YOUR TASK =
What lines in the entries below contain the word "village"? Copy all of them.

SUPPLIED MATERIAL =
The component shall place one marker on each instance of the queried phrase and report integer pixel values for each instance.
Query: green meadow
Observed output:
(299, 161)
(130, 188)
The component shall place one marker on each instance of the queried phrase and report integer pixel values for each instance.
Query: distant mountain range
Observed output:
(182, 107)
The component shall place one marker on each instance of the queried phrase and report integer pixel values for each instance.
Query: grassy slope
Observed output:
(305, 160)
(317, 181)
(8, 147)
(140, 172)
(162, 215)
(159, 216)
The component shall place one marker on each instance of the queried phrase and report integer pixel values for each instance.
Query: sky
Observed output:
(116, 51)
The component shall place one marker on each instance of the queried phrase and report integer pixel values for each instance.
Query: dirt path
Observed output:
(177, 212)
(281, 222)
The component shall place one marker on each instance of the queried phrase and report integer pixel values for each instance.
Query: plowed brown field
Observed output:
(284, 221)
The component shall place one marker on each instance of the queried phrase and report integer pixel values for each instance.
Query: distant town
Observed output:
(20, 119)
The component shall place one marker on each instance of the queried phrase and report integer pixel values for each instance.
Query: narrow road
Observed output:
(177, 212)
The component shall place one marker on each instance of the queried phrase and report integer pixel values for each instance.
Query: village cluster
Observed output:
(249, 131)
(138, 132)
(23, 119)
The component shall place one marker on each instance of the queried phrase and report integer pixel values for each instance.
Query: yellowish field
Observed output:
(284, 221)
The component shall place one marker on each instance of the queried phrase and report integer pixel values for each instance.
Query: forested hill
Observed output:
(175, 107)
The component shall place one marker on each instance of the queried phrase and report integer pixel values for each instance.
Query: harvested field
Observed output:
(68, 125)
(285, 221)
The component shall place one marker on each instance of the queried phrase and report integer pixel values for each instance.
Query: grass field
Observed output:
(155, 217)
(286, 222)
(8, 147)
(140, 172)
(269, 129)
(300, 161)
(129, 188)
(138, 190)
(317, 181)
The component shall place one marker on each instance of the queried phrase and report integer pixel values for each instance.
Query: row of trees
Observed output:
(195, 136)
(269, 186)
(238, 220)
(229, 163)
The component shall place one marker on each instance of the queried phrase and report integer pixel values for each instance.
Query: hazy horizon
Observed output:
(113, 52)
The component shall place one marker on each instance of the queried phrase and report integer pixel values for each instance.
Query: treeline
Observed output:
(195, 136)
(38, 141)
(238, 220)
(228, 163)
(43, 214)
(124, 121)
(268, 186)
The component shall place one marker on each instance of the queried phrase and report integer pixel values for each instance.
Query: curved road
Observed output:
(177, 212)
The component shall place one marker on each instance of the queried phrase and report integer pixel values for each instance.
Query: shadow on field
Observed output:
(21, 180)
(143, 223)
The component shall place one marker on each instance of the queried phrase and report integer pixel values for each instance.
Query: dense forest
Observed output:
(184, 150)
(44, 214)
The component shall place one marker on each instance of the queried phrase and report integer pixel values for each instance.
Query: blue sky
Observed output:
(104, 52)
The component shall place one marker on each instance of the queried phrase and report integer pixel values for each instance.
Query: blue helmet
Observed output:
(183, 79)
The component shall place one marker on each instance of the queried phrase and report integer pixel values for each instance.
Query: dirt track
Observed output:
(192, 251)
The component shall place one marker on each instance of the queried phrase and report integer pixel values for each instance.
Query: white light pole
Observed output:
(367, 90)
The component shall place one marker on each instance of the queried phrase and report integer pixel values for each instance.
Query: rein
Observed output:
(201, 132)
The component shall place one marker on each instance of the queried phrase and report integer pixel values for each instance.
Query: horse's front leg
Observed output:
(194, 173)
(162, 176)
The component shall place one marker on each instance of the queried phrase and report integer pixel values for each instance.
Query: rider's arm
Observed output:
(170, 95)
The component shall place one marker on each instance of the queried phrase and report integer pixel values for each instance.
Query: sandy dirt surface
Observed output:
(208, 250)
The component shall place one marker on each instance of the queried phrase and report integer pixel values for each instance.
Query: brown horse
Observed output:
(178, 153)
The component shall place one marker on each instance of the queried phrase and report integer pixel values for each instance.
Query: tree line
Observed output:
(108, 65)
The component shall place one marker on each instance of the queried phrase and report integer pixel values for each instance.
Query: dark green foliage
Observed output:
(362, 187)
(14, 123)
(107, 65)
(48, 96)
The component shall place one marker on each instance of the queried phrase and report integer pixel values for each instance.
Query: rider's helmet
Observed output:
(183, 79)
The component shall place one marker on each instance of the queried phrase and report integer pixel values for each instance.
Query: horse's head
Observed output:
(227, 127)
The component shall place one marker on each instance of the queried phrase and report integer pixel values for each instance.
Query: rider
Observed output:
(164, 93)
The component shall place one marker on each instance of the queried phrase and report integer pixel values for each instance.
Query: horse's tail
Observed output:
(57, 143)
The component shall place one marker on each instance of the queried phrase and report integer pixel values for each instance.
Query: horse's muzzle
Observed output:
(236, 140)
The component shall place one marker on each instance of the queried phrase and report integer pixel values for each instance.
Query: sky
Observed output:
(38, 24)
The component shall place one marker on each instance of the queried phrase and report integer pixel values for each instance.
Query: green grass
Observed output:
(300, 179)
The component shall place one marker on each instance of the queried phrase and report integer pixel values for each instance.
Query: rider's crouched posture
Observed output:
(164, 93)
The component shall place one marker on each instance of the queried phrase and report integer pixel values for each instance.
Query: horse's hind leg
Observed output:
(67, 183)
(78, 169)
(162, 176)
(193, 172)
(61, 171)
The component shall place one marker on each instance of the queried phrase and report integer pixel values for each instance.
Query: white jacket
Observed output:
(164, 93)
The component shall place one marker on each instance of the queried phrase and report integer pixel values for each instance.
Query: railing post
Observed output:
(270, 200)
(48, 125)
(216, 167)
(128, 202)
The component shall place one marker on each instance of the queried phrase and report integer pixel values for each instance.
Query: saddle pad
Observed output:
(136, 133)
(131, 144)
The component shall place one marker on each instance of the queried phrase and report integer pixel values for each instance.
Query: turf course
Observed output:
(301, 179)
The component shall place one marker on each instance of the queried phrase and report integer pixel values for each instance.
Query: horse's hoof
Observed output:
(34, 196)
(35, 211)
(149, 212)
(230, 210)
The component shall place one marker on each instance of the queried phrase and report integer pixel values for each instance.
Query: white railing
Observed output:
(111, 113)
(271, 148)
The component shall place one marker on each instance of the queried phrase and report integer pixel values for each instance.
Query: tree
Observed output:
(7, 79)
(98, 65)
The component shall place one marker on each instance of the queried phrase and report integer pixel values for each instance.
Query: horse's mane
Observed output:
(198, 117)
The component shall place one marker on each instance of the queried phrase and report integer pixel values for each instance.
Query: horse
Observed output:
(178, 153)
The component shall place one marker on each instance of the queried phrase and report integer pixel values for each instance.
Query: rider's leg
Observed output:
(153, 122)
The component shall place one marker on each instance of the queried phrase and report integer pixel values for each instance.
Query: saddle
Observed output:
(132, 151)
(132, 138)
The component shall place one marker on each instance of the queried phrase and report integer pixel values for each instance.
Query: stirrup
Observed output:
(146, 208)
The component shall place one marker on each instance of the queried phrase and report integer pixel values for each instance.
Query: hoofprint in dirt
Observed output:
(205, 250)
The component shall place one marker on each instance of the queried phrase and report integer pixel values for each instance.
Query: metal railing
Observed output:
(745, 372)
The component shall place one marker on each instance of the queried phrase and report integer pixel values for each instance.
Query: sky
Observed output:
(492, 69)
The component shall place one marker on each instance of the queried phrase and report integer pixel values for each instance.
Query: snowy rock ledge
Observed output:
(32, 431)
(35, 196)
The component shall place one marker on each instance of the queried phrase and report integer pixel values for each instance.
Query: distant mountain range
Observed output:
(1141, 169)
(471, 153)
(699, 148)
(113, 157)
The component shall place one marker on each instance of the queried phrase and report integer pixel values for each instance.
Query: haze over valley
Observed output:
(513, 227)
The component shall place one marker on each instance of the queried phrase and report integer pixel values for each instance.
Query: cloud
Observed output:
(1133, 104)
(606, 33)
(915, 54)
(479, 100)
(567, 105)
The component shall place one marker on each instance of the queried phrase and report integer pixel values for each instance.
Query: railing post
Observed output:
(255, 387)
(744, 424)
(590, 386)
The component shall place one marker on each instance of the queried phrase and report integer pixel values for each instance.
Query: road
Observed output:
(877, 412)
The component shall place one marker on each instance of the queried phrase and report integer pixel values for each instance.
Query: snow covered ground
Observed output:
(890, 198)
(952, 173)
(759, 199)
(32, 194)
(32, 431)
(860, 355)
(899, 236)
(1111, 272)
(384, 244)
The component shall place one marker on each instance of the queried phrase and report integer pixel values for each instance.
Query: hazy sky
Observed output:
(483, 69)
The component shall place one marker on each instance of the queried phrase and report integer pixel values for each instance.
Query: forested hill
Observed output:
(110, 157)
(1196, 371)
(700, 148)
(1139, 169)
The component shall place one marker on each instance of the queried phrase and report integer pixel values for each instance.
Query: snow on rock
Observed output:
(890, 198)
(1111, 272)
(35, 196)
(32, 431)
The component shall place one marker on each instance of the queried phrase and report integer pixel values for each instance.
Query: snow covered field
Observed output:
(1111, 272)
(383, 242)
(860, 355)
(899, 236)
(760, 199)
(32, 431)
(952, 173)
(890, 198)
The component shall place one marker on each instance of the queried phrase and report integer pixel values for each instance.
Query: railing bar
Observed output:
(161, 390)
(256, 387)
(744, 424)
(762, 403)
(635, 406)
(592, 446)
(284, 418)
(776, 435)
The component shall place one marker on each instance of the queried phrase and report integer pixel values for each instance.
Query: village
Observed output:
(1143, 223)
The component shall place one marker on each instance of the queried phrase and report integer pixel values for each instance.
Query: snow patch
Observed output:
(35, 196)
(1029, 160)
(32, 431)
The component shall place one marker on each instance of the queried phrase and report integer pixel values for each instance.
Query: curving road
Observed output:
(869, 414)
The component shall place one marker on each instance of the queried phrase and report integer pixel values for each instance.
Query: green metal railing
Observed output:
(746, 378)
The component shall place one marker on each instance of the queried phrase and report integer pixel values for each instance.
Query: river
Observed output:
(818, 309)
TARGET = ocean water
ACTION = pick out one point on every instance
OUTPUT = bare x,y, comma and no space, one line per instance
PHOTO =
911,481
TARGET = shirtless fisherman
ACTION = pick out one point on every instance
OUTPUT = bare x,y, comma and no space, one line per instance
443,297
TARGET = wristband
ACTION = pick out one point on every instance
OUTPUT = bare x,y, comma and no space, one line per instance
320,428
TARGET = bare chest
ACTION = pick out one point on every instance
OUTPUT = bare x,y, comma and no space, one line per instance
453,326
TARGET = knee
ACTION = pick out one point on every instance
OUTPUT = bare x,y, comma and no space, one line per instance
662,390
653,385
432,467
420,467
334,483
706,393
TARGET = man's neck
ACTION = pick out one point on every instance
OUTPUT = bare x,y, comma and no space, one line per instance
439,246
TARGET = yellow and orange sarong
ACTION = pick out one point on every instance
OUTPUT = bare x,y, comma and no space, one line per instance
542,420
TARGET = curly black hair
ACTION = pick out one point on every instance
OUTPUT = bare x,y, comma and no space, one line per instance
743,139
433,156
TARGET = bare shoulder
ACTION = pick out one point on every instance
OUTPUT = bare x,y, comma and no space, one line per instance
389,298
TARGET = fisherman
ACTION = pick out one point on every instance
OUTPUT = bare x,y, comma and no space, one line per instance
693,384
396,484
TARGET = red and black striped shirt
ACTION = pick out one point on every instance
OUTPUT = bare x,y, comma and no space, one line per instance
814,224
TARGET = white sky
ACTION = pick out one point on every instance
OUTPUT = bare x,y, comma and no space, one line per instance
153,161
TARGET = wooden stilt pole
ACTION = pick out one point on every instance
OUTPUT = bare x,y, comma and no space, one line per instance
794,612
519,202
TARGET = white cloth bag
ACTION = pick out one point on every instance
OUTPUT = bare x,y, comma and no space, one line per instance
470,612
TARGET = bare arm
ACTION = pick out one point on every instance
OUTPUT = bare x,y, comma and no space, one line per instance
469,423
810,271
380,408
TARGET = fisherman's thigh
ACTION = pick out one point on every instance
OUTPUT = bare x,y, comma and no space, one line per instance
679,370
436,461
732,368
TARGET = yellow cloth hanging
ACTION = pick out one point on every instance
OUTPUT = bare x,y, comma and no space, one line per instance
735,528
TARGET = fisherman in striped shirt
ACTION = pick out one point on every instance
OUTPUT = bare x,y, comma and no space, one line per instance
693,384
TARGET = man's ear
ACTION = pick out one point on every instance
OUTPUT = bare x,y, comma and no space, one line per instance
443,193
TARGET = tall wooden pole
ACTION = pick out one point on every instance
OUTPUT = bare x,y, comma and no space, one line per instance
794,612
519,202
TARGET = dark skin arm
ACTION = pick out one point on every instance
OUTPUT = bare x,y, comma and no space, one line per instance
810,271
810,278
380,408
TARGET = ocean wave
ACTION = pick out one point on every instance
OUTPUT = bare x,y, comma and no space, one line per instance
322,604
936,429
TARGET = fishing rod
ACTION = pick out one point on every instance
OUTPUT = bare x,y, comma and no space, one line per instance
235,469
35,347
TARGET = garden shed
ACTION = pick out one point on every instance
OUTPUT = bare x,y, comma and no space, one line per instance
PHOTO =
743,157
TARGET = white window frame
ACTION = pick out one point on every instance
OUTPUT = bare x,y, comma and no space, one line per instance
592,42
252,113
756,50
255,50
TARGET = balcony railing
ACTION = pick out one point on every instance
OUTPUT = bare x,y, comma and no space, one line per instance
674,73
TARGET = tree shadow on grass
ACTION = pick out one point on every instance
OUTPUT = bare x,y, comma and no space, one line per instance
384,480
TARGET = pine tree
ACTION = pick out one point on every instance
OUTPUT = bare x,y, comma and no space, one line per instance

SOLUTION FOR THIS EXERCISE =
Query: village cluster
Query: village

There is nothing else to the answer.